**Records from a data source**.
****

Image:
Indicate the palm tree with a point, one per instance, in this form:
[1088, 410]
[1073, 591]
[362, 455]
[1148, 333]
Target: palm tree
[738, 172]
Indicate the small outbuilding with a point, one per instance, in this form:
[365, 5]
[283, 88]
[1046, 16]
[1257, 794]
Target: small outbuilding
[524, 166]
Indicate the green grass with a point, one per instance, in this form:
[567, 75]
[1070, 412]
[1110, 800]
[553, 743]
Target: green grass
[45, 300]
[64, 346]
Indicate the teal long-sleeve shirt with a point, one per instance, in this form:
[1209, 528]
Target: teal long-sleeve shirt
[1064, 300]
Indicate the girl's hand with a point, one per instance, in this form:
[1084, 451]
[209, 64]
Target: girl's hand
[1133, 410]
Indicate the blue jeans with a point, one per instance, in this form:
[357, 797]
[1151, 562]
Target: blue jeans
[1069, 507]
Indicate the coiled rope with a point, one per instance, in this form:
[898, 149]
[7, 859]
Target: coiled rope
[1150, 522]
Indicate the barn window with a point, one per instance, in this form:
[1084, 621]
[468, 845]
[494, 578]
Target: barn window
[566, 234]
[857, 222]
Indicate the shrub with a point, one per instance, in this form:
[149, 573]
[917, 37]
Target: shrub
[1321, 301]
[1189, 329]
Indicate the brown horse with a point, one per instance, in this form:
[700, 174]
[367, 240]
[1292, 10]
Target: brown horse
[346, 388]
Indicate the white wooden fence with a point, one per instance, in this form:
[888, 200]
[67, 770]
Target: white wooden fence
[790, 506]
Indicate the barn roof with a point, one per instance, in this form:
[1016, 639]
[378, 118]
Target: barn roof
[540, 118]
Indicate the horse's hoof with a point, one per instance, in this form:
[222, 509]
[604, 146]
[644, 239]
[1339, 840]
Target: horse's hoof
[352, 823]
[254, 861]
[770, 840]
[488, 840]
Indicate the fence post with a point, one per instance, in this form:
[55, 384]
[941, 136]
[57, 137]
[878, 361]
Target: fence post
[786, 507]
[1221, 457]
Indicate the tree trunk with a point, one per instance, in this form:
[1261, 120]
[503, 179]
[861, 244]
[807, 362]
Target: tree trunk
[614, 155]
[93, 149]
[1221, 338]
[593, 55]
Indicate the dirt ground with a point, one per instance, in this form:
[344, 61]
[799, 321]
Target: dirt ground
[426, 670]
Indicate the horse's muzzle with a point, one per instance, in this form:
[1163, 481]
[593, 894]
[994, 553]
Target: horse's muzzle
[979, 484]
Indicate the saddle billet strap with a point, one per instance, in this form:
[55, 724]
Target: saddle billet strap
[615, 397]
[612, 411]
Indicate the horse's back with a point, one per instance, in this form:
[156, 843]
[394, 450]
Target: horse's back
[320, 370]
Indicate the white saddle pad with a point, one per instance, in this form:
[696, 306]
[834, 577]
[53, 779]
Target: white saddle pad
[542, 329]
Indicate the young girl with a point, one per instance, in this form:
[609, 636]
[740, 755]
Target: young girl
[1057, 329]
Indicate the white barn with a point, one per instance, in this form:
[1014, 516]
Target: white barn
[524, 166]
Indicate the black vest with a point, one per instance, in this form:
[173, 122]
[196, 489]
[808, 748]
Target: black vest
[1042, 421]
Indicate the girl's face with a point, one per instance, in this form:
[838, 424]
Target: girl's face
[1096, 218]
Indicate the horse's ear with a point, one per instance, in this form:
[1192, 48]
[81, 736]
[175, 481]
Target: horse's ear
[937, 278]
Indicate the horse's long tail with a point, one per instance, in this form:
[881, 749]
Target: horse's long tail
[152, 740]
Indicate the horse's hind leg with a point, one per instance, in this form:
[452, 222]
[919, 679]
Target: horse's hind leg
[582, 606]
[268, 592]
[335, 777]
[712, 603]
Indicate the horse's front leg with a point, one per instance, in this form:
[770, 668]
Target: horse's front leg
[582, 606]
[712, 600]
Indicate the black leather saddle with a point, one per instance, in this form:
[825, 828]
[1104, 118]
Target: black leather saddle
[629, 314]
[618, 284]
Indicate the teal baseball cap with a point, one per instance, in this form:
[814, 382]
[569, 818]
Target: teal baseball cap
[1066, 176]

****

**Exercise details**.
The data given above must be transcribed exactly and completely.

**Finished task**.
Image:
Indicate the palm tree with a point, one per instance, in this form:
[1088, 410]
[1073, 591]
[362, 455]
[1148, 333]
Target: palm tree
[738, 172]
Indicate the small outbuilding with a point, one per instance, in this form:
[365, 5]
[283, 88]
[1046, 16]
[1257, 794]
Target: small outbuilding
[524, 166]
Indicate the green grass with a point, one per instance, in this form:
[567, 75]
[1070, 412]
[1110, 800]
[553, 743]
Target: green grass
[45, 300]
[64, 346]
Indicate the teal long-sleeve shirt with a point, one per instance, in this form:
[1209, 528]
Target: teal long-sleeve shirt
[1064, 300]
Indicate the girl's hand with a point, one per instance, in this form:
[1084, 451]
[209, 64]
Target: girl's hand
[1133, 410]
Indicate the blue jeans with a point, one per instance, in this form:
[357, 797]
[1151, 562]
Target: blue jeans
[1069, 507]
Indicate the coiled rope with a point, one per instance, in this form:
[898, 149]
[7, 859]
Target: coiled rope
[1150, 522]
Indicate the barn window with a point, one per instance, in this form:
[1084, 621]
[468, 845]
[494, 578]
Target: barn window
[566, 234]
[857, 222]
Indicate the shrub with a point, one per instance, in this form:
[149, 573]
[917, 37]
Target: shrub
[1321, 301]
[1189, 329]
Indicate the brown horse with a point, one per instance, in this form:
[700, 174]
[367, 240]
[1292, 10]
Target: brown horse
[346, 388]
Indicate the white wooden fence with a point, one per instance, in this form:
[888, 200]
[67, 770]
Target: white wooden fence
[790, 506]
Indicate the barn roof with a point, one per instance, in this form:
[1016, 639]
[378, 118]
Target: barn roof
[540, 118]
Indicate the horse's hoof with a point, one per instance, in this form:
[222, 509]
[604, 146]
[644, 239]
[1339, 840]
Target: horse's hoof
[352, 823]
[254, 861]
[770, 840]
[488, 840]
Indicate the fence post with a point, one per instance, in this form:
[55, 384]
[941, 136]
[57, 137]
[878, 361]
Target: fence post
[786, 507]
[1221, 457]
Indicate the tree trunk with a point, one per instance, in this form:
[1261, 120]
[503, 179]
[861, 244]
[807, 362]
Target: tree trunk
[614, 155]
[93, 149]
[1221, 338]
[593, 55]
Indicate the dirt ground with a point, one per instance, in this form:
[344, 61]
[799, 321]
Target: dirt ground
[426, 670]
Indicate the horse's muzzle with a point, one per instance, in this form:
[1163, 481]
[593, 894]
[994, 553]
Target: horse's muzzle
[979, 484]
Indicate the saddle billet strap with a point, one per instance, in this form:
[55, 724]
Target: saddle billet strap
[615, 397]
[612, 411]
Indicate the horse's back with a point, one per instance, in this form:
[156, 843]
[394, 450]
Target: horse's back
[320, 370]
Indicate the white saddle pad with a point, one per instance, in this form:
[696, 306]
[834, 577]
[53, 779]
Target: white saddle pad
[542, 329]
Indicate the young girl with a point, one per instance, in this form:
[609, 636]
[740, 755]
Target: young girl
[1057, 329]
Indicate the white barn with a point, one per instance, in this form:
[1014, 516]
Target: white barn
[524, 166]
Indicate the black vest with a point, one per instance, in this form:
[173, 122]
[196, 489]
[808, 748]
Target: black vest
[1042, 421]
Indicate the girl's face with a point, one per instance, in this form:
[838, 424]
Target: girl's face
[1096, 218]
Indicate the horse's ear with a point, one per instance, in this form:
[1192, 48]
[81, 736]
[175, 481]
Target: horse's ear
[937, 278]
Indicate the horse's long tail with a point, one per instance, in this form:
[881, 749]
Target: horse's long tail
[152, 740]
Indicate the horse's hind leg with a point, one per instance, in this form:
[452, 222]
[919, 679]
Target: horse's hind leg
[582, 606]
[268, 592]
[335, 777]
[712, 603]
Indicate the horse's front leg with a point, one per instance, in this form:
[770, 668]
Target: horse's front leg
[582, 606]
[712, 600]
Indicate the black leather saddle with a point, one per instance, in this form:
[825, 828]
[1104, 118]
Target: black leather saddle
[629, 314]
[618, 284]
Indicate the teal baseball cap with a point, one per instance, in this form:
[814, 382]
[569, 818]
Target: teal baseball cap
[1066, 176]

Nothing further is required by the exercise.